Work item A:
List every disease or condition that the article on babies born with DNA from three people gives as a possible result of the genetic defects.
Work item B:
From the article on babies born with DNA from three people, repeat word for word the passage from "Baby with DNA" to "U.S. in 2016.".
══ Passage to read ══
Baby with DNA from 3 people born in Britain

Britain’s fertility regulator on Wednesday confirmed the births of U.K.’s first babies created using an experimental technique combining DNA from three people, an effort to prevent the children from inheriting rare genetic diseases.

The Human Fertilization and Embryology Authority said fewer than five babies have been born this way in the U.K. but did not provide further details to protect the families’ identities.

In 2015, the U.K. became the first country to adopt legislation regulating methods to help prevent women with faulty mitochondria — the energy source in a cell — from passing defects on to their babies.

The world’s first baby born using the technique was reported in the U.S. in 2016.

The genetic defects can result in diseases such as muscular dystrophy, epilepsy, heart problems and intellectual disabilities.

About one in 200 children in Britain is born with a mitochondrial disorder. To date, 32 patients have been authorized to receive such treatment.

For a woman with faulty mitochondria, scientists take genetic material from her egg or embryo, which is then transferred into a donor egg or embryo that still has healthy mitochondria but had the rest of its key DNA removed.
═══
══ Material shown ══
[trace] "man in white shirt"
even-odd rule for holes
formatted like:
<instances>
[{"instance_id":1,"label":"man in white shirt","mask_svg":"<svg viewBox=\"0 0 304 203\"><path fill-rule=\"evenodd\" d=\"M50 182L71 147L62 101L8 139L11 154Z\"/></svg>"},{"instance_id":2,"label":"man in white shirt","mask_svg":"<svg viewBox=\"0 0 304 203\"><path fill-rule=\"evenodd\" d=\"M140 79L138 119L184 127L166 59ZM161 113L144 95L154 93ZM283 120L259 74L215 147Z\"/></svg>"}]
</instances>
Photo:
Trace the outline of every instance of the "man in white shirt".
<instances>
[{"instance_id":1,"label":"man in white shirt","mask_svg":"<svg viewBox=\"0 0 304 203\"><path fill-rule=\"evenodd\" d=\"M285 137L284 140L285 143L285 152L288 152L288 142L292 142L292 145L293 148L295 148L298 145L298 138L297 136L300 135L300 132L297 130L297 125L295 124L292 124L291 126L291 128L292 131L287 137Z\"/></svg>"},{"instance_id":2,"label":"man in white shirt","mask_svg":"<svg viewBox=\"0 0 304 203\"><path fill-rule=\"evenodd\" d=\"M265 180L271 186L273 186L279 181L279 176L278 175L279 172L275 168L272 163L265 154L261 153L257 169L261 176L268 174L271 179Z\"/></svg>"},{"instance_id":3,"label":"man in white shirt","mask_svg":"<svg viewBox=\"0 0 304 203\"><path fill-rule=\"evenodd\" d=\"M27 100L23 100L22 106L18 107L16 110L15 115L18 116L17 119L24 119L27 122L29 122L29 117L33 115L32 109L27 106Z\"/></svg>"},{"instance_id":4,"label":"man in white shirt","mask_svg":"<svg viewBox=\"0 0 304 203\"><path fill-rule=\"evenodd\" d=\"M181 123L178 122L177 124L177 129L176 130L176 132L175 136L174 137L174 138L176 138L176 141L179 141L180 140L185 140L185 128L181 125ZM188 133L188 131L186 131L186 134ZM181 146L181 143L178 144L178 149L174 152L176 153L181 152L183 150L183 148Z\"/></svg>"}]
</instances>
═══
Written reply A:
muscular dystrophy
epilepsy
heart problems
intellectual disabilities

Written reply B:
Baby with DNA from 3 people born in Britain

Britain’s fertility regulator on Wednesday confirmed the births of U.K.’s first babies created using an experimental technique combining DNA from three people, an effort to prevent the children from inheriting rare genetic diseases.

The Human Fertilization and Embryology Authority said fewer than five babies have been born this way in the U.K. but did not provide further details to protect the families’ identities.

In 2015, the U.K. became the first country to adopt legislation regulating methods to help prevent women with faulty mitochondria — the energy source in a cell — from passing defects on to their babies.

The world’s first baby born using the technique was reported in the U.S. in 2016.